--- DATA ---

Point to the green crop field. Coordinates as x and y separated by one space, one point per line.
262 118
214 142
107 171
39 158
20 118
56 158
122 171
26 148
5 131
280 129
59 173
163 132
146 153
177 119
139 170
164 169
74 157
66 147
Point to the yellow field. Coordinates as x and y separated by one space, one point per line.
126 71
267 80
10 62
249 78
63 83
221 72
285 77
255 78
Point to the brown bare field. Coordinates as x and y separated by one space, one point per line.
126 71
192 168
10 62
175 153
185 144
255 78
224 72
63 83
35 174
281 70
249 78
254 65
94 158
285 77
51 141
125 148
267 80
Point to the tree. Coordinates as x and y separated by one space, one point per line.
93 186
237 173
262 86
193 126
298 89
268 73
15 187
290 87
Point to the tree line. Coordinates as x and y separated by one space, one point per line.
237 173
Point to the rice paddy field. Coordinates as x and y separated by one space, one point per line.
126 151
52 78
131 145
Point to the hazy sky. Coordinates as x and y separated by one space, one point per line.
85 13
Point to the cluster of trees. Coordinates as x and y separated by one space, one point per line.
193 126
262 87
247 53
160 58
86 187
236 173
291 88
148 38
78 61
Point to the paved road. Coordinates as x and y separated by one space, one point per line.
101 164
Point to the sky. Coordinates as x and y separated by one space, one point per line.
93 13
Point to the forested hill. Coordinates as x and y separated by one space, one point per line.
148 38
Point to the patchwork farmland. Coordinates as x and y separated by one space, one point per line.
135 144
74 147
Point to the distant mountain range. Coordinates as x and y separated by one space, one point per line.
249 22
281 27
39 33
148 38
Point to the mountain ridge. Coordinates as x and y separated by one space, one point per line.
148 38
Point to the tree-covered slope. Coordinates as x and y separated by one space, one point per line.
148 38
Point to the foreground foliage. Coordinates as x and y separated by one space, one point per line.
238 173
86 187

---

EXERCISE GOAL
In the lines above, switch every "separated by one space" to "separated by a single space" and leave everything else unchanged.

COMPLETED TASK
Point to the green crop field. Coordinates as x and y separated by a single space, one point per line.
262 118
214 142
107 171
39 158
20 118
56 158
122 171
26 148
5 131
280 129
59 173
163 132
146 153
177 119
139 170
164 169
74 157
66 147
Point to the yellow field. Coordinates as x and y separated by a single space, one point per line.
126 71
267 80
10 62
249 78
63 83
221 72
285 77
255 78
Point to the brown bare field. Coordinates as x and y separated by a single space, one point per line.
126 71
192 168
10 62
175 153
185 144
255 78
224 72
63 83
35 174
281 70
249 78
254 65
94 158
285 77
51 141
125 148
267 80
Point to the tree. Coordinates as x and y separated by a single space, one point per line.
93 186
237 173
262 86
193 126
298 89
268 73
15 187
290 87
Point to the tree line. Coordinates as x and y separated by a single space, one point per line.
237 173
Point to the rice paddy field. Coordinates as x and y separated by a single space, one point per line.
126 151
52 78
131 145
Point to the hazy sky. Coordinates as x and y separated by a single space, one point per line.
85 13
Point to the cluster of trees. Coordinates as x and y separated by a single space, one point per line.
193 126
262 87
247 53
160 58
86 187
236 173
291 88
148 38
78 61
Point to the paved road. Coordinates as x and y separated by a single space, one point per line.
101 164
Point to the sky. Coordinates as x and y separated by a single space, one point per line.
93 13
Point to the forested hill. Coordinates as x and y separated by a single space, one point per line.
148 38
Point to the patchwork farmland. Coordinates as x and y separated by a single space, one point per line.
135 144
74 147
Point to the distant mountain range. Coordinates as x and y separated by a single space, one point per line.
249 22
281 27
39 33
148 38
Point to the mountain ridge. Coordinates as x and y separated by a single space, one point per line.
148 38
Point to the tree-covered slope. Coordinates as x and y separated by a single space, one point per line.
148 38
Point to the foreground foliage. Coordinates as x and y separated by a single space, one point per line.
238 173
86 187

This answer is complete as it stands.